(Beginning of Material for this task)

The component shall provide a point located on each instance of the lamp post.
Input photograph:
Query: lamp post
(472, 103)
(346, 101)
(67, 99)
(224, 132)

(End of Material for this task)

**What you should do**
Copy every record verbatim.

**Output of the exercise**
The component shall provide a point located on each instance of the lamp post.
Input photograph:
Query: lamp post
(472, 103)
(346, 101)
(67, 99)
(224, 132)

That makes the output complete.